Entries taken from a collection
---
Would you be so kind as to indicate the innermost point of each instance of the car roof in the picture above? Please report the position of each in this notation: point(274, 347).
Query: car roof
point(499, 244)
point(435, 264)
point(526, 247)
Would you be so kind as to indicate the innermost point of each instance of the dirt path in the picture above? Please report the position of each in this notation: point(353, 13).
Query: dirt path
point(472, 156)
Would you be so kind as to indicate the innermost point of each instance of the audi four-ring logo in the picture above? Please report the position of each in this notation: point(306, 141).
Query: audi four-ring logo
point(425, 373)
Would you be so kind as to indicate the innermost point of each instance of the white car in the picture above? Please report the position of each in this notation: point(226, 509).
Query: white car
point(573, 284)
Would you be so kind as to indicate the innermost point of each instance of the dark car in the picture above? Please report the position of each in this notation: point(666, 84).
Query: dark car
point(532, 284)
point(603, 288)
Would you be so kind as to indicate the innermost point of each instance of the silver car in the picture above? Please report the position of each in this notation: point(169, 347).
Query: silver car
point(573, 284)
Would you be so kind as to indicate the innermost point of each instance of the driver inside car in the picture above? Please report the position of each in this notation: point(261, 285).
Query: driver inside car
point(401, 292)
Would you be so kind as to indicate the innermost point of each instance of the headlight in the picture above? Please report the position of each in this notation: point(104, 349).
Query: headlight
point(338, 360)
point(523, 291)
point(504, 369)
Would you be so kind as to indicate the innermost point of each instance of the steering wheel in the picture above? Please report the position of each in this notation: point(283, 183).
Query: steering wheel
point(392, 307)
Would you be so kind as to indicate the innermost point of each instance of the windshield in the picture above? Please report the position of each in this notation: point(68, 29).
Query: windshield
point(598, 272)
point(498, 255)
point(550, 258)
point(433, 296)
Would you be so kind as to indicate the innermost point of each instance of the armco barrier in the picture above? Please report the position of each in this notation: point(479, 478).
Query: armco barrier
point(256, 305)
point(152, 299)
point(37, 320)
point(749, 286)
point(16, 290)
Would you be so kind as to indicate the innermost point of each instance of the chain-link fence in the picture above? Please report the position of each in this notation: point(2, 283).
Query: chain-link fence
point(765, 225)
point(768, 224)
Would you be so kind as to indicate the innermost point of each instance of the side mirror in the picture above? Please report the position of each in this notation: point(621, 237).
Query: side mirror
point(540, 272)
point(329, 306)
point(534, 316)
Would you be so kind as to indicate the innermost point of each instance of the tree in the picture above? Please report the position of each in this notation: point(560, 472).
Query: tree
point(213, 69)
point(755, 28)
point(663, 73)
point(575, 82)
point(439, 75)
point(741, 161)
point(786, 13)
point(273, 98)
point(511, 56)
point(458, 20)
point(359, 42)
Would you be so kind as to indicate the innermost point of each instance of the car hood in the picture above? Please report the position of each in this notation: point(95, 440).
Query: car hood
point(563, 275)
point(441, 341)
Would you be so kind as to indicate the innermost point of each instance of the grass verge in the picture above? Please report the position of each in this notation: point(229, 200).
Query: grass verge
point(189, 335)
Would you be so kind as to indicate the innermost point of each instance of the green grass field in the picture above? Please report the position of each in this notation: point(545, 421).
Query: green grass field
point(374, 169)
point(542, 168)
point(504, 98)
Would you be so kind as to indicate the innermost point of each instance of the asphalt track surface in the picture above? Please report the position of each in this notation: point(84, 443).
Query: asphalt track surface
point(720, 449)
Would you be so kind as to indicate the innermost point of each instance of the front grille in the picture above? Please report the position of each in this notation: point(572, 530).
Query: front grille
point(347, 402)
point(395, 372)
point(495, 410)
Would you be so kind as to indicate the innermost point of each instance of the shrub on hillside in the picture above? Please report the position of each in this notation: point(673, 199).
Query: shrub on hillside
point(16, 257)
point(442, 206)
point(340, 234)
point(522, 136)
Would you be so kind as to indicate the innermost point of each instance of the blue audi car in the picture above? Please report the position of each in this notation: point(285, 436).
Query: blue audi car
---
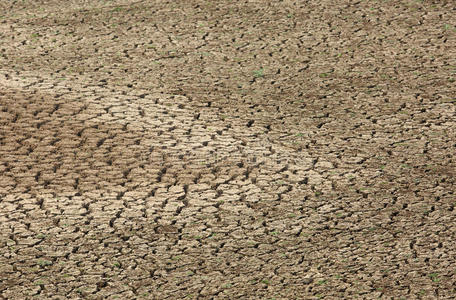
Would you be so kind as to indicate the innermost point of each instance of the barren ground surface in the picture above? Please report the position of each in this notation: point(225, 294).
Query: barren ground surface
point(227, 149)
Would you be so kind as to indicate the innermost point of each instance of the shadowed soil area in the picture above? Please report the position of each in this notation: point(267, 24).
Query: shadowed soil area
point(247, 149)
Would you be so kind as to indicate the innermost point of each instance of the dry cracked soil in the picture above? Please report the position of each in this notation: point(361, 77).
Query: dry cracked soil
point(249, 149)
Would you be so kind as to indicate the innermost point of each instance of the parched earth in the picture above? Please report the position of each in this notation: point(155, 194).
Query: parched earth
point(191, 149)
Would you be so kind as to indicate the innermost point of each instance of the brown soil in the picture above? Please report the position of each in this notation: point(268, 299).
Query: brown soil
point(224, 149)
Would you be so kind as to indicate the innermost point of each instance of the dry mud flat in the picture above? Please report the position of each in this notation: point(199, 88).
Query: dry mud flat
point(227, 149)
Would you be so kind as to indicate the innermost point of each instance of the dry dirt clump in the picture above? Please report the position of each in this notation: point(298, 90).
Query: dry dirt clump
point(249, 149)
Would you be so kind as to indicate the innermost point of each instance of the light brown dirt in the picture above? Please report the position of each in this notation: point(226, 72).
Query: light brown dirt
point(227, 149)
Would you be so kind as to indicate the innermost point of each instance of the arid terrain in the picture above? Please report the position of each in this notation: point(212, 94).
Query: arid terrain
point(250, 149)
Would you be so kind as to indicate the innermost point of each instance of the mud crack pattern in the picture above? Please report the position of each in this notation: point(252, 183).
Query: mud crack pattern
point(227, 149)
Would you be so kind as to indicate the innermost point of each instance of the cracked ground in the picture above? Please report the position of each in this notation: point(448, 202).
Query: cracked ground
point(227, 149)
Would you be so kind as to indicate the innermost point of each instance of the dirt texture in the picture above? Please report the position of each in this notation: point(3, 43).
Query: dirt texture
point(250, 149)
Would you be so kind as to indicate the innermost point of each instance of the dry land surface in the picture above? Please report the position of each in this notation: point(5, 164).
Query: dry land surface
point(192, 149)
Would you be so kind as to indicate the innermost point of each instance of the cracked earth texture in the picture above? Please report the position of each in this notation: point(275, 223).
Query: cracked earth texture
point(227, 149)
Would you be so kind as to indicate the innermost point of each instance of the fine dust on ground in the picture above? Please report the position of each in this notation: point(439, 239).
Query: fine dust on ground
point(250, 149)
---
■ TASK STATEMENT
Would you please copy every line in the data that contains the word "blue"?

■ COMPLETED TASK
Would you be so kind as to indicate the innermost point of each instance of the blue audi car in the picture above? Please report the position of each in this notation: point(285, 436).
Query: blue audi car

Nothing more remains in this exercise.